Saved data entries>
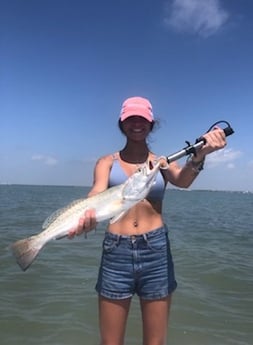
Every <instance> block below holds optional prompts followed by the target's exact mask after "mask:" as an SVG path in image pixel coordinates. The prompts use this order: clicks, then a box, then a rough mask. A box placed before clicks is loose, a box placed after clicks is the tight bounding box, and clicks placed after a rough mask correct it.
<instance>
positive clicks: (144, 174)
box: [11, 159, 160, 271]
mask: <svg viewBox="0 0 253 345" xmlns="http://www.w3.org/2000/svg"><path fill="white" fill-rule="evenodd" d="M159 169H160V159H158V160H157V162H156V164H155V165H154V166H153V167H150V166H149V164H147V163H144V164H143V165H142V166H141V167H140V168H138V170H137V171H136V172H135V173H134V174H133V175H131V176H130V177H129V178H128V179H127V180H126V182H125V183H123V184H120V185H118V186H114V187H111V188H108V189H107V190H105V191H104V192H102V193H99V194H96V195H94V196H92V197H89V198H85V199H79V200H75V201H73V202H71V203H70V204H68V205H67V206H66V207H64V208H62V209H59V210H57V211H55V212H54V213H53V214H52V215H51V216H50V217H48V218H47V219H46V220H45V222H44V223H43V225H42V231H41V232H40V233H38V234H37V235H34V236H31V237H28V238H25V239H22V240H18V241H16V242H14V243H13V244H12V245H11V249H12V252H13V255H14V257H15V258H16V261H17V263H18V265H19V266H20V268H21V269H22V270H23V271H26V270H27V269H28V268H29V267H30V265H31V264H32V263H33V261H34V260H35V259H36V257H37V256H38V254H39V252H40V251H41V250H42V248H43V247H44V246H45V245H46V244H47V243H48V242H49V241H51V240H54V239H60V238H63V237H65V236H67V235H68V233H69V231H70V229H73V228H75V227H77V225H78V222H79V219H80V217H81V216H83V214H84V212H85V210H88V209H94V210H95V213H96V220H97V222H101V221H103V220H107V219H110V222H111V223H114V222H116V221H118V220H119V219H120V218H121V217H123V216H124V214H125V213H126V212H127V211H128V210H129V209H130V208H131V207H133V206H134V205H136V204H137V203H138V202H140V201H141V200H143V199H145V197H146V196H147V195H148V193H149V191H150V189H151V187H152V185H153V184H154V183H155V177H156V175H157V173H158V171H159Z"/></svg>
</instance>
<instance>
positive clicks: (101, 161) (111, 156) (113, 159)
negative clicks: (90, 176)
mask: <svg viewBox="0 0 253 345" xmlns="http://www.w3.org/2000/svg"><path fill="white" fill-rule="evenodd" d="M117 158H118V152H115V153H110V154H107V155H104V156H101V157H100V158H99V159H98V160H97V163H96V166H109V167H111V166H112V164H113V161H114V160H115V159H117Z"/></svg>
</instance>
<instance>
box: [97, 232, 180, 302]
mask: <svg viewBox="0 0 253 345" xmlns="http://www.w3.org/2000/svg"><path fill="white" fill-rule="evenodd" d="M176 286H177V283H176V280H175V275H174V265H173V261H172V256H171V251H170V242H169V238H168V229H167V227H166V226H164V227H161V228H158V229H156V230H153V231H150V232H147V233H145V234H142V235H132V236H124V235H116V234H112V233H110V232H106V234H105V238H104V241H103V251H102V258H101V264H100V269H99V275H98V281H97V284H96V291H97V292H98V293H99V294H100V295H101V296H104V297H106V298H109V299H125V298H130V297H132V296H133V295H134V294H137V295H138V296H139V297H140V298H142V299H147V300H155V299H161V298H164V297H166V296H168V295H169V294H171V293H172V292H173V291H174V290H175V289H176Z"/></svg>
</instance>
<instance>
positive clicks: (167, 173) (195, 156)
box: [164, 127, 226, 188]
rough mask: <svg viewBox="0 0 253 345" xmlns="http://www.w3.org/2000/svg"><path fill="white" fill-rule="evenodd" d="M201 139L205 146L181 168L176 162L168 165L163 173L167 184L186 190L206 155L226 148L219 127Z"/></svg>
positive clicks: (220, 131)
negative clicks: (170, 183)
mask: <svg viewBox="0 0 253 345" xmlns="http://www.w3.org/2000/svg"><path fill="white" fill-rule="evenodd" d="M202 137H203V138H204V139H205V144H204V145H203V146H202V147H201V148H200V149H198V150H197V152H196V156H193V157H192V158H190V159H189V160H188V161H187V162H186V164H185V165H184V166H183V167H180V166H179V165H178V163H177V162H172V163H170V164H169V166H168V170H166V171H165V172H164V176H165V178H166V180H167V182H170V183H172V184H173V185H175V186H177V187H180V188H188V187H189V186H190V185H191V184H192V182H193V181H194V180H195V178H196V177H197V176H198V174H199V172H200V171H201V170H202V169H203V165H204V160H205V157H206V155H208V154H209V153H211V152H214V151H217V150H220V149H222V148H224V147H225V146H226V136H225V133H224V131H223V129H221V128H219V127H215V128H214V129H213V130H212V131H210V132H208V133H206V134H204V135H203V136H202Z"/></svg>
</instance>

Problem> Exclude the images, then output the data above word for word.

Output for this task>
Every <instance> block below holds optional prompts followed by the target's exact mask after "mask:" as an SVG path in image pixel coordinates. The prompts use this order: clicks, then a box, then a rough mask. A box placed before clicks is loose, a box placed after clicks is the tight bounding box, and clicks placed after a rough mask correct it.
<instance>
positive clicks: (144, 174)
box: [11, 159, 160, 271]
mask: <svg viewBox="0 0 253 345" xmlns="http://www.w3.org/2000/svg"><path fill="white" fill-rule="evenodd" d="M159 169H160V159H158V160H157V162H156V164H155V165H154V166H153V167H150V166H149V164H147V163H144V164H143V165H142V166H141V167H140V168H138V170H137V171H136V172H135V173H134V174H133V175H131V176H130V177H129V178H128V179H127V180H126V182H125V183H123V184H120V185H118V186H114V187H111V188H108V189H107V190H105V191H104V192H102V193H99V194H96V195H94V196H92V197H89V198H85V199H79V200H75V201H73V202H71V203H70V204H68V205H67V206H66V207H64V208H62V209H59V210H57V211H55V212H54V213H53V214H52V215H51V216H50V217H48V218H47V219H46V220H45V222H44V223H43V225H42V231H41V232H40V233H38V234H37V235H34V236H31V237H28V238H25V239H22V240H18V241H16V242H14V243H13V244H12V245H11V249H12V252H13V255H14V257H15V258H16V261H17V263H18V265H19V266H20V268H21V269H22V270H23V271H26V270H27V269H28V268H29V267H30V265H31V264H32V263H33V261H34V260H35V259H36V257H37V256H38V254H39V252H40V251H41V250H42V248H43V247H44V246H45V245H46V244H47V243H48V242H49V241H51V240H54V239H60V238H63V237H65V236H67V235H68V233H69V231H70V229H73V228H75V227H77V225H78V222H79V219H80V217H81V216H83V214H84V212H85V210H88V209H94V210H95V213H96V220H97V222H101V221H103V220H107V219H110V222H111V223H114V222H116V221H118V220H119V219H120V218H121V217H123V216H124V214H125V213H126V212H127V211H128V210H129V209H130V208H131V207H133V206H134V205H136V204H137V203H138V202H140V201H141V200H143V199H145V197H146V196H147V195H148V193H149V191H150V189H151V187H152V185H153V184H154V183H155V177H156V175H157V173H158V171H159Z"/></svg>
</instance>
<instance>
positive clicks: (101, 161) (111, 156) (113, 159)
negative clicks: (90, 176)
mask: <svg viewBox="0 0 253 345" xmlns="http://www.w3.org/2000/svg"><path fill="white" fill-rule="evenodd" d="M117 158H118V152H115V153H110V154H107V155H104V156H101V157H100V158H99V159H98V160H97V163H96V166H109V167H111V166H112V164H113V161H114V160H115V159H117Z"/></svg>
</instance>
<instance>
box: [97, 232, 180, 302]
mask: <svg viewBox="0 0 253 345" xmlns="http://www.w3.org/2000/svg"><path fill="white" fill-rule="evenodd" d="M176 286H177V283H176V280H175V275H174V265H173V261H172V256H171V251H170V242H169V238H168V229H167V227H166V226H164V227H161V228H158V229H156V230H153V231H150V232H147V233H145V234H142V235H132V236H124V235H116V234H112V233H110V232H106V234H105V238H104V241H103V251H102V258H101V264H100V269H99V275H98V281H97V284H96V291H97V292H98V293H99V294H100V295H101V296H104V297H106V298H109V299H125V298H130V297H132V296H133V295H134V294H137V295H138V296H139V297H140V298H142V299H147V300H155V299H161V298H164V297H166V296H168V295H169V294H171V293H172V292H173V291H174V290H175V289H176Z"/></svg>
</instance>
<instance>
positive clicks: (167, 173) (195, 156)
box: [164, 127, 226, 188]
rough mask: <svg viewBox="0 0 253 345" xmlns="http://www.w3.org/2000/svg"><path fill="white" fill-rule="evenodd" d="M201 139L205 146L181 168L176 162L168 165L163 173L167 184L186 190L206 155L226 148L219 127Z"/></svg>
positive clicks: (220, 131)
negative clicks: (170, 183)
mask: <svg viewBox="0 0 253 345" xmlns="http://www.w3.org/2000/svg"><path fill="white" fill-rule="evenodd" d="M202 137H203V138H204V139H205V144H204V145H203V146H202V147H201V148H200V149H198V150H197V152H196V156H193V157H192V158H190V159H189V160H188V161H187V162H186V164H185V165H184V166H183V167H180V166H179V165H178V163H177V162H172V163H170V164H169V166H168V170H166V171H165V172H164V176H165V178H166V180H167V182H170V183H172V184H173V185H175V186H177V187H180V188H188V187H189V186H190V185H191V184H192V182H193V181H194V180H195V178H196V177H197V176H198V174H199V172H200V171H201V170H202V169H203V165H204V160H205V157H206V155H208V154H209V153H211V152H214V151H217V150H220V149H222V148H224V147H225V146H226V136H225V133H224V131H223V129H221V128H219V127H215V128H214V129H213V130H212V131H210V132H208V133H206V134H204V135H203V136H202Z"/></svg>
</instance>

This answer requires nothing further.